Express the lines below as a JSON list of strings, with one string for each line and blank lines omitted. Leave the pictures out of your answer.

--- BEGIN Dataset excerpts ---

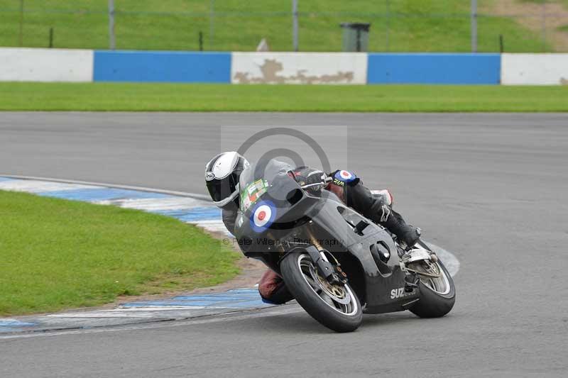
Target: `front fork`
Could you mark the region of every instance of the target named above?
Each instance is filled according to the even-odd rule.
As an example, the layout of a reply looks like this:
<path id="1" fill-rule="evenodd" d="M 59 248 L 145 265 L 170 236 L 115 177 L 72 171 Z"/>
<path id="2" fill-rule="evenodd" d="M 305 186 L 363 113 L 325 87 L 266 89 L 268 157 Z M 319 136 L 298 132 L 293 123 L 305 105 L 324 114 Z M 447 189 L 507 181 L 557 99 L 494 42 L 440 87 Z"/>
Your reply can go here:
<path id="1" fill-rule="evenodd" d="M 329 262 L 327 256 L 325 255 L 324 250 L 320 250 L 315 245 L 309 245 L 305 250 L 315 264 L 318 273 L 328 283 L 342 285 L 347 283 L 347 274 L 342 270 L 339 263 L 333 265 Z"/>

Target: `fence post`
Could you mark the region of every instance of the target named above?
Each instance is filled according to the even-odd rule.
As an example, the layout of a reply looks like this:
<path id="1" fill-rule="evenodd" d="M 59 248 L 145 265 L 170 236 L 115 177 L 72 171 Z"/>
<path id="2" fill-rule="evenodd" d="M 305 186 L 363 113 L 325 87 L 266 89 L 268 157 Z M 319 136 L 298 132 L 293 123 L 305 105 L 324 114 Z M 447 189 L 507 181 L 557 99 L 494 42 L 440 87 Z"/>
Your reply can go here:
<path id="1" fill-rule="evenodd" d="M 477 0 L 471 0 L 471 52 L 477 52 Z"/>
<path id="2" fill-rule="evenodd" d="M 297 0 L 292 0 L 292 45 L 297 51 Z"/>
<path id="3" fill-rule="evenodd" d="M 109 0 L 109 48 L 116 47 L 114 38 L 114 0 Z"/>
<path id="4" fill-rule="evenodd" d="M 213 32 L 215 26 L 215 0 L 209 0 L 209 50 L 213 50 Z"/>
<path id="5" fill-rule="evenodd" d="M 20 0 L 20 47 L 23 45 L 23 0 Z"/>
<path id="6" fill-rule="evenodd" d="M 541 33 L 542 33 L 542 52 L 546 52 L 546 1 L 542 1 Z"/>
<path id="7" fill-rule="evenodd" d="M 389 33 L 390 31 L 390 0 L 386 0 L 386 50 L 388 51 L 389 49 Z"/>

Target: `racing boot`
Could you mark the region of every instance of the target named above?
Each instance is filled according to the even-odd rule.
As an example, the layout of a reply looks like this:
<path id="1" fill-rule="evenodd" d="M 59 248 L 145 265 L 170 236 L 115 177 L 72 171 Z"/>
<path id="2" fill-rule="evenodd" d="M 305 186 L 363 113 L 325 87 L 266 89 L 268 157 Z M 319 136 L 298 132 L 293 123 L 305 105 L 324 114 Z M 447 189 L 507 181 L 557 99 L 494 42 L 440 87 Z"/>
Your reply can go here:
<path id="1" fill-rule="evenodd" d="M 388 210 L 390 213 L 386 217 L 383 215 L 381 220 L 385 219 L 385 221 L 379 223 L 396 235 L 398 241 L 404 245 L 402 246 L 405 249 L 411 248 L 420 238 L 422 230 L 407 224 L 400 214 L 392 209 L 389 208 Z"/>

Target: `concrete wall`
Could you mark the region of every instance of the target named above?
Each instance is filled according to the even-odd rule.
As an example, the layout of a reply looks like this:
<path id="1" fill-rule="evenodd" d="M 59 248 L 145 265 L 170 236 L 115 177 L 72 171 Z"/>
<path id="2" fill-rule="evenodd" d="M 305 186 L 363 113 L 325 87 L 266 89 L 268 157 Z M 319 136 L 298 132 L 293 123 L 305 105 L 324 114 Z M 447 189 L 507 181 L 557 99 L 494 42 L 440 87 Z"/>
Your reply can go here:
<path id="1" fill-rule="evenodd" d="M 366 84 L 367 55 L 233 52 L 233 84 Z"/>
<path id="2" fill-rule="evenodd" d="M 369 54 L 368 84 L 497 84 L 498 54 Z"/>
<path id="3" fill-rule="evenodd" d="M 91 82 L 90 50 L 0 48 L 0 82 Z"/>
<path id="4" fill-rule="evenodd" d="M 229 83 L 230 52 L 95 51 L 95 82 Z"/>
<path id="5" fill-rule="evenodd" d="M 503 54 L 504 84 L 568 84 L 568 54 Z"/>
<path id="6" fill-rule="evenodd" d="M 197 52 L 0 48 L 0 81 L 568 84 L 568 54 Z"/>

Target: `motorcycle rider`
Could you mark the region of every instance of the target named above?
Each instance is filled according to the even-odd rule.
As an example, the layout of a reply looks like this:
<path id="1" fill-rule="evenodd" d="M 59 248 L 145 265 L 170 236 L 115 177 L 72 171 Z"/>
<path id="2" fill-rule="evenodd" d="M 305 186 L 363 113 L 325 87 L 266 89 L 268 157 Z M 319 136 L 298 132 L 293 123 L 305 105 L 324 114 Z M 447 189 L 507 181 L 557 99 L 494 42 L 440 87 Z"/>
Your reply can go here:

--- END Dataset excerpts ---

Exercise output
[
  "Target: `front fork`",
  "Could you mark the region of every instance of the target named above?",
  "Each instance is filled according to the even-odd rule.",
  "As an example, the layout of a reply looks like this:",
  "<path id=\"1\" fill-rule=\"evenodd\" d=\"M 59 248 L 145 265 L 170 236 L 115 177 L 72 171 Z\"/>",
  "<path id=\"2\" fill-rule=\"evenodd\" d=\"M 305 186 L 363 113 L 325 87 L 266 89 L 268 157 Z M 319 136 L 298 132 L 293 123 L 305 105 L 324 114 Z M 447 189 L 507 181 L 557 99 L 494 42 L 440 87 Z\"/>",
  "Your reply can go here:",
  "<path id=\"1\" fill-rule=\"evenodd\" d=\"M 329 262 L 327 256 L 325 255 L 324 250 L 320 250 L 315 245 L 309 245 L 305 250 L 315 264 L 318 273 L 328 283 L 342 285 L 347 283 L 347 274 L 342 270 L 339 263 L 333 265 Z\"/>",
  "Target: `fence post`",
  "Could you mark the region of every instance of the target named above?",
  "Each instance is filled according to the even-odd rule.",
  "As an example, the layout of a reply looks like this:",
  "<path id=\"1\" fill-rule=\"evenodd\" d=\"M 59 248 L 145 265 L 170 236 L 115 177 L 72 171 Z\"/>",
  "<path id=\"2\" fill-rule=\"evenodd\" d=\"M 305 186 L 363 113 L 325 87 L 266 89 L 268 157 Z M 319 136 L 298 132 L 293 123 L 305 105 L 324 114 Z M 447 189 L 507 181 L 557 99 L 494 42 L 440 87 Z\"/>",
  "Your reply can go here:",
  "<path id=\"1\" fill-rule=\"evenodd\" d=\"M 477 0 L 471 0 L 471 52 L 477 52 Z\"/>",
  "<path id=\"2\" fill-rule=\"evenodd\" d=\"M 297 0 L 292 0 L 292 45 L 297 51 Z\"/>",
  "<path id=\"3\" fill-rule=\"evenodd\" d=\"M 109 0 L 109 48 L 116 47 L 114 38 L 114 0 Z\"/>",
  "<path id=\"4\" fill-rule=\"evenodd\" d=\"M 213 32 L 215 26 L 215 0 L 209 0 L 209 50 L 213 50 Z\"/>",
  "<path id=\"5\" fill-rule=\"evenodd\" d=\"M 20 0 L 20 47 L 23 45 L 23 0 Z\"/>",
  "<path id=\"6\" fill-rule=\"evenodd\" d=\"M 541 33 L 542 33 L 542 52 L 546 52 L 546 1 L 542 1 Z\"/>",
  "<path id=\"7\" fill-rule=\"evenodd\" d=\"M 389 33 L 390 31 L 390 0 L 386 0 L 386 50 L 388 51 L 389 49 Z\"/>",
  "Target: `racing boot`",
  "Could you mark the region of every instance of the target named above?",
  "Each instance is filled according to the even-odd rule.",
  "As an example, the layout of a reply looks like this:",
  "<path id=\"1\" fill-rule=\"evenodd\" d=\"M 59 248 L 145 265 L 170 236 L 115 177 L 72 171 Z\"/>",
  "<path id=\"2\" fill-rule=\"evenodd\" d=\"M 305 186 L 363 113 L 325 87 L 266 89 L 268 157 Z M 319 136 L 298 132 L 293 123 L 305 105 L 324 114 Z M 447 189 L 507 181 L 557 99 L 494 42 L 440 87 Z\"/>",
  "Your reply can go here:",
  "<path id=\"1\" fill-rule=\"evenodd\" d=\"M 388 210 L 390 213 L 386 217 L 383 215 L 381 220 L 385 219 L 385 221 L 379 223 L 396 235 L 398 241 L 404 245 L 402 246 L 405 249 L 411 248 L 420 238 L 422 230 L 407 224 L 400 214 L 392 209 L 389 208 Z\"/>",
  "Target: `concrete wall`",
  "Could you mark the region of every instance of the target named above?",
  "Each instance is filled according to the even-odd rule.",
  "As an example, the layout of a reply looks like this:",
  "<path id=\"1\" fill-rule=\"evenodd\" d=\"M 59 248 L 145 265 L 170 236 L 115 177 L 72 171 Z\"/>",
  "<path id=\"2\" fill-rule=\"evenodd\" d=\"M 305 186 L 363 113 L 325 87 L 266 89 L 268 157 Z M 319 136 L 298 132 L 293 123 L 305 105 L 324 114 Z M 447 189 L 507 181 L 557 99 L 494 42 L 440 87 Z\"/>",
  "Your reply can go here:",
  "<path id=\"1\" fill-rule=\"evenodd\" d=\"M 366 84 L 367 55 L 233 52 L 233 84 Z\"/>",
  "<path id=\"2\" fill-rule=\"evenodd\" d=\"M 369 54 L 368 84 L 497 84 L 498 54 Z\"/>",
  "<path id=\"3\" fill-rule=\"evenodd\" d=\"M 91 82 L 90 50 L 0 48 L 0 82 Z\"/>",
  "<path id=\"4\" fill-rule=\"evenodd\" d=\"M 229 83 L 230 52 L 95 51 L 95 82 Z\"/>",
  "<path id=\"5\" fill-rule=\"evenodd\" d=\"M 503 54 L 504 84 L 568 84 L 568 54 Z\"/>",
  "<path id=\"6\" fill-rule=\"evenodd\" d=\"M 197 52 L 0 48 L 0 81 L 568 84 L 568 54 Z\"/>",
  "Target: `motorcycle rider`",
  "Could you mark the region of every instance of the target named above?",
  "Each instance is filled according to the even-odd rule.",
  "As an example, the layout of a reply looks like this:",
  "<path id=\"1\" fill-rule=\"evenodd\" d=\"M 59 248 L 145 265 L 170 236 L 115 177 L 72 171 Z\"/>",
  "<path id=\"2\" fill-rule=\"evenodd\" d=\"M 305 186 L 363 113 L 325 87 L 266 89 L 268 157 Z M 319 136 L 298 132 L 293 123 L 305 105 L 324 114 Z M 447 189 L 507 181 L 557 99 L 494 42 L 440 87 Z\"/>",
  "Your reply can go here:"
]